Questions to answer:
1) From the companion planting text, copy out the passage that begins at the words "Companion Planting: Another" and stops after "in your garden.".
2) Answer these questions from the companion planting text:
(a) Which two vegetables does it say complement each other like peanut butter and jelly?
(b) Which plants distract the cabbage moth from laying its eggs on the cabbage?
(c) What are the microscopic soil pests that marigolds control through their roots called?
3) List every garden plant named in the companion planting text.
*** Passage provided ***
Companion Planting: Another Natural Pest and Disease Preventative

I have been learning many new natural biological control methods (using a natural predator to control pests) and companion planting tricks to use in my own garden. I just finished reading an article about the how to’s and why’s of companion planting in your garden.
Companion planting is when you plant an arrange combination of plants for the benefit of one another. It could be planting two plants next to each other or four plants. The point is to utilize the specific qualities of each plant for the benefit of the other. Just like peanut butter and jelly or chips and salsa, radishes and spinach compliment each other.
Here are some other plants and their compliments:
Cabbage and Rosemary and Mint: Rosemary, as well as mint, distracts the cabbage moth from laying its eggs on the cabbage.
Tomatoes and Marigolds: Some plants emit smells or insect repelling natural chemicals through their leaves or roots which kill or deter pests. This is the reason why marigolds are so beneficial to your garden areas. Marigolds secrete a substance through their roots which control microscopic soil pests called nematodes.
*** Data listing ***
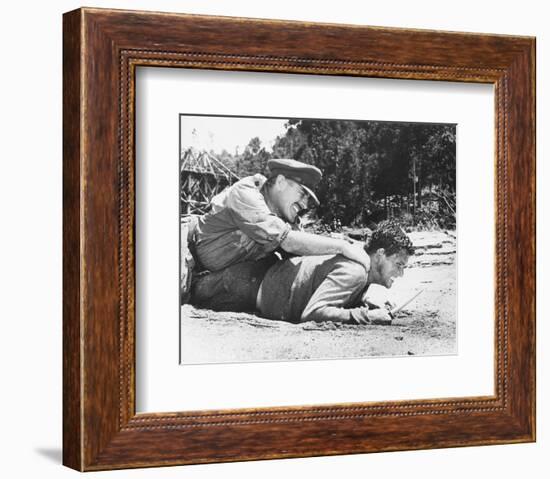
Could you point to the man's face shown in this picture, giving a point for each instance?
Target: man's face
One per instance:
(391, 267)
(291, 200)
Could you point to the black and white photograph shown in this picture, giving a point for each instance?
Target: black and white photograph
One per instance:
(307, 238)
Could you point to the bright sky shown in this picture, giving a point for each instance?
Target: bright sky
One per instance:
(219, 133)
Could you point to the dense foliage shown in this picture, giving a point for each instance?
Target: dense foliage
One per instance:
(371, 170)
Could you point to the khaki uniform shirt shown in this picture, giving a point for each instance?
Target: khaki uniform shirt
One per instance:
(240, 227)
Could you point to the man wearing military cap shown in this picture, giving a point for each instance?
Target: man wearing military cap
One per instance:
(247, 223)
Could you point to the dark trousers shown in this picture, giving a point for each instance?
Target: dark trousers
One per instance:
(234, 288)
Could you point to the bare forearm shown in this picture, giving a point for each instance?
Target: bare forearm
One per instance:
(308, 244)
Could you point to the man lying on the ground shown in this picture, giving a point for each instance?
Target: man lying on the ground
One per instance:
(255, 217)
(315, 288)
(331, 288)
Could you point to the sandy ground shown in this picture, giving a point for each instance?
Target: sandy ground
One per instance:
(427, 326)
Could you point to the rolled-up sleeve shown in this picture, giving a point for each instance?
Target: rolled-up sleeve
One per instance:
(250, 214)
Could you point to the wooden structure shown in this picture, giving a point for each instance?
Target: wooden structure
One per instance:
(202, 176)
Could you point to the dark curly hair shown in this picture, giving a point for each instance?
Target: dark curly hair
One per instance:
(389, 235)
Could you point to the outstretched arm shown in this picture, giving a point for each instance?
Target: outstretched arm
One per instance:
(308, 244)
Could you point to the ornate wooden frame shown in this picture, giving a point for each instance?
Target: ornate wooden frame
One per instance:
(101, 50)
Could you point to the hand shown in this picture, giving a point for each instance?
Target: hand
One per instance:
(355, 252)
(359, 315)
(379, 316)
***
Answers to this exercise:
1)
Companion Planting: Another Natural Pest and Disease Preventative

I have been learning many new natural biological control methods (using a natural predator to control pests) and companion planting tricks to use in my own garden. I just finished reading an article about the how to’s and why’s of companion planting in your garden.

2)
(a) Radishes and spinach
(b) Rosemary and mint
(c) Nematodes

3) Radishes, spinach, cabbage, rosemary, mint, tomatoes, marigolds